- _What to do_:
A. Swap "mass function" for "density" in the Bayes' theorem passage and write out everything from "If X andY are" down to "for instance, p(3)?".
B. Decide whether each statement agrees with the Bayes' theorem passage, answering yes or no and quoting the words that settle it: (i) The proportionality is meant to hold as j varies. (ii) X and Y take values from continuous sets. (iii) The last expression is described as completely safe.
C. Carry the Bayes' theorem passage further, beginning right after its final question.

- _Passage_:
━━━━━━

P(B_{j}|A)\propto P(A|B_{j})P(B_{j})

where the symbol $\propto$ means proportional to, and in this case, the proportionality is to be understood as holding when j varies.

Joint (simultaneous) mass function

If X andY are two random variables which both can only take on values from some discrete sets, e.g. whole numbers, then we conventionally write expressions like $p(x,y)$ to stand for the joint probability mass function of X and Y,

p(x,y)=p_{X,Y}(x,y)=P(X=x~{\textrm {and}}~Y=y).

Bayes' theorem for discrete random variables

Since $\{X=x\}$ and $\{Y=y\}$ are events, we already know what we mean by the probability that X=x given that Y=y, namely

P(X=x|Y=y)=p_{X|Y=y}(x)=p(x|y)={\frac {P(X=x,Y=y)}{P(Y=y)}}={\frac {p_{X,Y}(x,y)}{p_{Y}(y)}}={\frac {p(x,y)}{p(y)}}.

The last expression here is a bit dangerous. You know when I write p(y) that I mean the mass function of the random variable Y evaluated in the point y. But what is, for instance, p(3)?

━━━━━━

- _Material provided_:
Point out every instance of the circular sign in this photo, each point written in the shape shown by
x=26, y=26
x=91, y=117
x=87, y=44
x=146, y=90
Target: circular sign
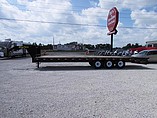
x=112, y=19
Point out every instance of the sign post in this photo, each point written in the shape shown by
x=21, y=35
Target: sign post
x=112, y=22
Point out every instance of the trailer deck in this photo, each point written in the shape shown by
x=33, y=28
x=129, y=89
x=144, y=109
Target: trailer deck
x=94, y=61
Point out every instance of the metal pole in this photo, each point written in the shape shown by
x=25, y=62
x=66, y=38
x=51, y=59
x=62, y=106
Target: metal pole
x=111, y=43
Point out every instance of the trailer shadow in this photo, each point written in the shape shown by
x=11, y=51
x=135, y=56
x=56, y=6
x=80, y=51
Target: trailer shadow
x=77, y=68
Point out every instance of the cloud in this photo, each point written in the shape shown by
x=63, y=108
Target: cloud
x=59, y=12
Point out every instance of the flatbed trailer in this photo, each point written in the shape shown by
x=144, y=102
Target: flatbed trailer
x=94, y=61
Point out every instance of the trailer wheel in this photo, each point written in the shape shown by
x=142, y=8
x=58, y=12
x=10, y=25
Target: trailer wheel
x=97, y=64
x=91, y=63
x=109, y=64
x=120, y=64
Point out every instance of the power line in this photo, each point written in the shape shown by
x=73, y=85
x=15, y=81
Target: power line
x=70, y=14
x=72, y=24
x=74, y=10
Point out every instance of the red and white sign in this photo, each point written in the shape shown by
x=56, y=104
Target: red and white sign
x=112, y=19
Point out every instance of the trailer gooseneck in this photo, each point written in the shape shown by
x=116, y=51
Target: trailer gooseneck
x=94, y=61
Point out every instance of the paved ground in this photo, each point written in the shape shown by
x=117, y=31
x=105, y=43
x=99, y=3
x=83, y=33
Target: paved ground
x=75, y=90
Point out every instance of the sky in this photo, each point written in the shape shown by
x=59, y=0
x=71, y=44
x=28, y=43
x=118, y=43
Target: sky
x=82, y=21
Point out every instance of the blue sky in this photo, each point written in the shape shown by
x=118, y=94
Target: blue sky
x=67, y=20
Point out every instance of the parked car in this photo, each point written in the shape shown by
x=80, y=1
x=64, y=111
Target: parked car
x=151, y=54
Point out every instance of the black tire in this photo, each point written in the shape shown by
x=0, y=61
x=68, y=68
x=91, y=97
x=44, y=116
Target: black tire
x=120, y=64
x=109, y=64
x=91, y=63
x=98, y=64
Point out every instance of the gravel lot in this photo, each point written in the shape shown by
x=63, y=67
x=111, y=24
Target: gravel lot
x=75, y=90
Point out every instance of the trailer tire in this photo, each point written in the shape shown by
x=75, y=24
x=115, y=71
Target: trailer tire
x=97, y=64
x=91, y=63
x=109, y=64
x=120, y=64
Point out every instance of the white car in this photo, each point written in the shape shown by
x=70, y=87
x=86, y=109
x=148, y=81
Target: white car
x=151, y=54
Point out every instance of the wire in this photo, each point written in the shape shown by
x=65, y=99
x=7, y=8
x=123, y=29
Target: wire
x=74, y=10
x=72, y=24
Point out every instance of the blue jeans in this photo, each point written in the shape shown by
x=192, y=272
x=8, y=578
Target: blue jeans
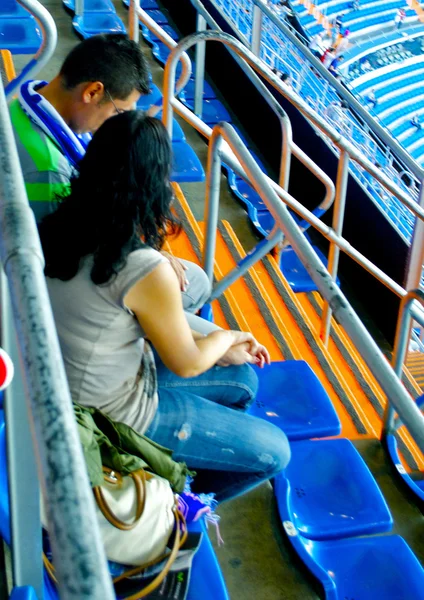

━━━━━━

- _Answers to each task_:
A.
If X andY are two random variables which both can only take on values from some discrete sets, e.g. whole numbers, then we conventionally write expressions like $p(x,y)$ to stand for the joint probability density of X and Y,

p(x,y)=p_{X,Y}(x,y)=P(X=x~{\textrm {and}}~Y=y).

Bayes' theorem for discrete random variables

Since $\{X=x\}$ and $\{Y=y\}$ are events, we already know what we mean by the probability that X=x given that Y=y, namely

P(X=x|Y=y)=p_{X|Y=y}(x)=p(x|y)={\frac {P(X=x,Y=y)}{P(Y=y)}}={\frac {p_{X,Y}(x,y)}{p_{Y}(y)}}={\frac {p(x,y)}{p(y)}}.

The last expression here is a bit dangerous. You know when I write p(y) that I mean the density of the random variable Y evaluated in the point y. But what is, for instance, p(3)?

B.
(i) Yes: "the proportionality is to be understood as holding when j varies"
(ii) No: "both can only take on values from some discrete sets, e.g. whole numbers"
(iii) No: "The last expression here is a bit dangerous."

C.
Keeping the conditioning by Y=y fixed, but varying x, one can read this formula as defining the conditional mass function of X given Y, more precisely, given Y=y. If you prefer your notation to be pretty explicit, you might like to write $p_{X|Y=y}(x)$ for this quantity. If you are lazy or like to invite danger, you might write just $p(x|y)$ .

Bayes' theorem can be applied to the situation where the events $B_{j}$ (remember, they should be exclusive and exhaustive) are all the different events X=x as x varies; and at the same time, we could take the event A to be the event Y=y, for one specific value of y. Applying the notational short cuts we find the formula

p(x|y)={\frac {p(y|x)\;p(x)}{\sum _{x'}p(y|x')\;p(x')}},

or effectively, and easier to read and remember and understand,

p(x|y)\;\propto \;p(y|x)\;p(x)

,

where the proportionality is as x varies, while y is kept fixed. When you add over all x, for fixed y, the conditional probabilities p(x|y) must add up to 1, and this fact can be used to simplify computations (drop complicated but constant factors) and determine the proportionality constant afterwards.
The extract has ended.